What you will do: The pictures get dropped, while every remaining part of the listing is copied exactly.

###

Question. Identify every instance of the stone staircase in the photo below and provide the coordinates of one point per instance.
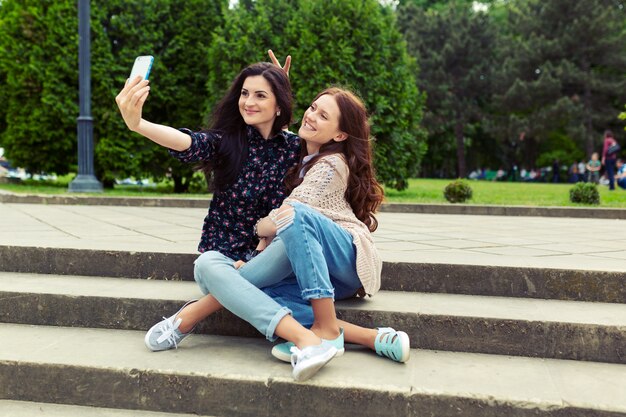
(487, 341)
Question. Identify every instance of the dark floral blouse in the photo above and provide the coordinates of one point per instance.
(259, 188)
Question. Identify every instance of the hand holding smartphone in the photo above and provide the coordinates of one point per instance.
(142, 67)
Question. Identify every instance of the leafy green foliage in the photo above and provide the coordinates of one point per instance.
(452, 44)
(328, 48)
(584, 193)
(39, 61)
(457, 192)
(562, 70)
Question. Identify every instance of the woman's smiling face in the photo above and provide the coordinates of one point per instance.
(257, 104)
(320, 123)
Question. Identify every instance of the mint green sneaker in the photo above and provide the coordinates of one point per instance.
(282, 351)
(392, 344)
(308, 361)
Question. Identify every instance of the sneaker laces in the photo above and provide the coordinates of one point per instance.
(295, 355)
(168, 331)
(387, 337)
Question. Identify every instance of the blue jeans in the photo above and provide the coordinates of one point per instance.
(319, 251)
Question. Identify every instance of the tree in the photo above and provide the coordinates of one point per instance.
(178, 79)
(353, 43)
(39, 41)
(563, 70)
(39, 110)
(452, 44)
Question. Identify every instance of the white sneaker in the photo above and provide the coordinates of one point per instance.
(306, 362)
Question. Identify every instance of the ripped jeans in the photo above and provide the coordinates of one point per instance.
(311, 257)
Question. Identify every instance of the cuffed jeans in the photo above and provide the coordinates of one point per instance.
(311, 257)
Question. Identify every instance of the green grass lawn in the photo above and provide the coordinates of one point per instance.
(419, 191)
(502, 193)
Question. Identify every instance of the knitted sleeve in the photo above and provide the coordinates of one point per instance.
(324, 185)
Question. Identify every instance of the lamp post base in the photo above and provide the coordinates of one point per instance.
(85, 184)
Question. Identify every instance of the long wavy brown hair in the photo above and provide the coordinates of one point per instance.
(364, 193)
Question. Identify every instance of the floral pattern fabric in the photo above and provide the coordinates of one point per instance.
(259, 188)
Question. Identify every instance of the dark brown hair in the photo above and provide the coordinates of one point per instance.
(227, 119)
(364, 193)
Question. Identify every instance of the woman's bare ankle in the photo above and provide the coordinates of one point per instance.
(326, 333)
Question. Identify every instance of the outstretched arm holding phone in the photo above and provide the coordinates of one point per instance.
(130, 102)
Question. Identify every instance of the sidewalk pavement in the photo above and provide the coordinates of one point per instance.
(540, 242)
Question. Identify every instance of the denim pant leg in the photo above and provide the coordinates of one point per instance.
(271, 271)
(321, 253)
(216, 273)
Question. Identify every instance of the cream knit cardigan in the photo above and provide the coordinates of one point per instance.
(323, 189)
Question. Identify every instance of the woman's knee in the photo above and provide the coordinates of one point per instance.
(207, 269)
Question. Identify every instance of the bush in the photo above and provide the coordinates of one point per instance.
(457, 192)
(585, 193)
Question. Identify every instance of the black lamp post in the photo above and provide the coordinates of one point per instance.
(85, 181)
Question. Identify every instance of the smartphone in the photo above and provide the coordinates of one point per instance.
(142, 66)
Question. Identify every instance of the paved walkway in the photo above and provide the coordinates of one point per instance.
(570, 243)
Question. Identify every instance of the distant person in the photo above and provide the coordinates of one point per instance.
(572, 173)
(555, 170)
(620, 177)
(581, 172)
(593, 168)
(609, 156)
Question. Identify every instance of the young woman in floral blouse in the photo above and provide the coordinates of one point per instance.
(260, 97)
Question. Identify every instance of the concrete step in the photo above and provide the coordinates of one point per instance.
(230, 376)
(498, 325)
(504, 281)
(10, 408)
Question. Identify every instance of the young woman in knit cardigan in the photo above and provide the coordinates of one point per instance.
(315, 248)
(352, 267)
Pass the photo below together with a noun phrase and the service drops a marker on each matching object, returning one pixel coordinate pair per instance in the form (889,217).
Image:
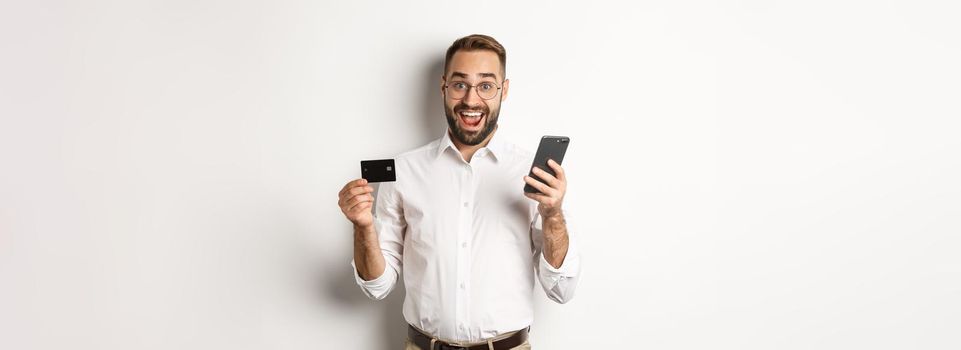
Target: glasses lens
(486,90)
(457,90)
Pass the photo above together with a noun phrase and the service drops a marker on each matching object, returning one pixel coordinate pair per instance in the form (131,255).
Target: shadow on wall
(392,328)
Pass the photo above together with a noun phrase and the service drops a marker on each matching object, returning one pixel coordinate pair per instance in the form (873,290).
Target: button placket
(463,255)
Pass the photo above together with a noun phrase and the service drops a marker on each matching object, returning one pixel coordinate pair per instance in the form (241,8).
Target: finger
(357,199)
(540,198)
(546,177)
(360,207)
(353,192)
(352,184)
(540,186)
(557,169)
(358,190)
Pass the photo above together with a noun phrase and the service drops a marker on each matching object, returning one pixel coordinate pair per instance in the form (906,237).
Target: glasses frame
(472,87)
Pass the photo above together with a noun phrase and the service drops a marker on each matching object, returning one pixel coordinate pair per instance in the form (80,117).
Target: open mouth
(471,119)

###

Task output:
Question. Identify every instance of the stone staircase in the photo below and provide the coordinates of one point per instance.
(487, 341)
Question. Identify every instance of the dark floral blouse in the photo above and provide the coordinates of one point per instance.
(259, 188)
Question. Identify every instance of the hand holding smartphone in the photo above and provide the coordinates of one point per instance.
(142, 67)
Question. Identify every instance of the leafy green foliage in the photo above and provide the coordinates of one point per instance.
(452, 44)
(328, 48)
(584, 193)
(39, 61)
(457, 192)
(562, 70)
Question. Identify every instance of the woman's smiling face in the photo above and provide the coordinates of one point per instance.
(257, 104)
(320, 123)
Question. Identify every instance of the mint green sneaker in the photo above and provide the coordinates of one point per instance.
(282, 351)
(392, 344)
(308, 361)
Question. Identify every instance of the sneaker laces in the photo above and provide the coordinates of one point per instance.
(295, 355)
(168, 331)
(387, 337)
Question. Identify every instance of the blue jeans in the photo above and provide the coordinates of one point per instance.
(319, 251)
Question. Identify every instance of the tree in the photo above and provide the coordinates of one point per instance.
(178, 79)
(353, 43)
(39, 41)
(563, 70)
(39, 110)
(452, 44)
Question. Identify every instance of the white sneaker in the photo above and provide the coordinates of one point per instance.
(306, 362)
Question. Identify every instance of the ripped jeans in the photo above and provide the coordinates of one point per instance.
(311, 257)
Question. Identify every instance of the cuffed jeans in the photo above and provide the coordinates of one point per instance.
(311, 257)
Question. Identify every instance of the green grass lawn in the photo above and provide the coordinates of one point per instance.
(419, 191)
(502, 193)
Question. Identify every instance of the knitted sleeve in the photo above and provide the coordinates of one point per instance.
(324, 185)
Question. Identify every instance of the lamp post base in the photo above and provide the coordinates of one point per instance.
(85, 184)
Question. Identify every instance of the long wavy brown hair in the photo above and provide the coordinates of one point per instance.
(364, 193)
Question. Identify every instance of the floral pattern fabric in the photo above and provide the coordinates of one point per instance.
(259, 188)
Question. Identify every instance of the dark brown hair in the photo above and provide the coordinates of one point per instance.
(227, 119)
(364, 193)
Question. Identify every instance of the woman's bare ankle in the photo above and provide the coordinates of one point per instance.
(326, 333)
Question. Identify every instance of the outstretched arm holding phone in the photo above and provide the coordinates of one point per instance.
(130, 102)
Question. Identify every instance of the sidewalk pavement in the photo above and provide the coordinates of one point per instance.
(540, 242)
Question. Identify every instance of the denim pant leg in the photo above and provide the coordinates of one point per instance.
(271, 271)
(321, 253)
(216, 273)
Question. Identify every instance of the cream knit cardigan in the photo above and provide the coordinates of one point per instance.
(323, 189)
Question. Identify every instance of the woman's knee in the photo above and provide the coordinates of one point per instance.
(207, 269)
Question. Identify every instance of the bush in the photo above and provide the coordinates of one point per instance.
(457, 192)
(585, 193)
Question. Identify every instance of the black lamp post in the photo above and provide the coordinates of one point per instance.
(85, 181)
Question. Identify every instance of the smartphone in the photo above and provide the coordinates of one point per instance.
(142, 66)
Question. Identify every instance of the paved walkway in the photo above and provide the coordinates of one point per instance.
(570, 243)
Question. Identify every instance of the distant person in the photo above and provide the coordinates of one point per instance.
(572, 173)
(555, 170)
(620, 177)
(581, 172)
(593, 168)
(609, 156)
Question. Identify every instance of the young woman in floral blouse in the photo above and provide the coordinates of one point per instance.
(260, 97)
Question. Identify every instance of the concrete step in the photo above and provide the coordinates of one point per instance.
(230, 376)
(498, 325)
(504, 281)
(10, 408)
Question. Identify every instance of the young woman in knit cardigan in the photo above and provide the coordinates of one point per instance.
(315, 248)
(352, 267)
Pass the photo below together with a noun phrase and the service drops a marker on each matching object, returning one pixel coordinate pair per instance in the form (889,217).
Image:
Target: glasses lens
(486,90)
(457,90)
Pass the photo above together with a noun phrase and the service drops a marker on each matching object, returning one pixel coordinate pair per instance in the form (131,255).
Target: shadow on wall
(392,328)
Pass the photo above together with a noun phrase and the service drops a marker on each matching object, returning one pixel coordinate pair per instance in the form (873,290).
Target: button placket
(463,255)
Pass the photo above together with a noun phrase and the service drops a marker on each matching object, returning one pixel coordinate pair per instance in the form (241,8).
Target: finger
(357,199)
(540,198)
(546,177)
(360,207)
(353,192)
(352,184)
(540,186)
(557,169)
(358,190)
Pass the photo above together with a noun phrase and the service drops a marker on each matching object, returning one pixel coordinate pair per instance in the form (906,237).
Target: glasses frame
(472,87)
Pass the photo above together with a noun phrase and the service drops a marker on each matching object, returning one pixel coordinate pair per instance in the form (80,117).
Target: open mouth
(471,119)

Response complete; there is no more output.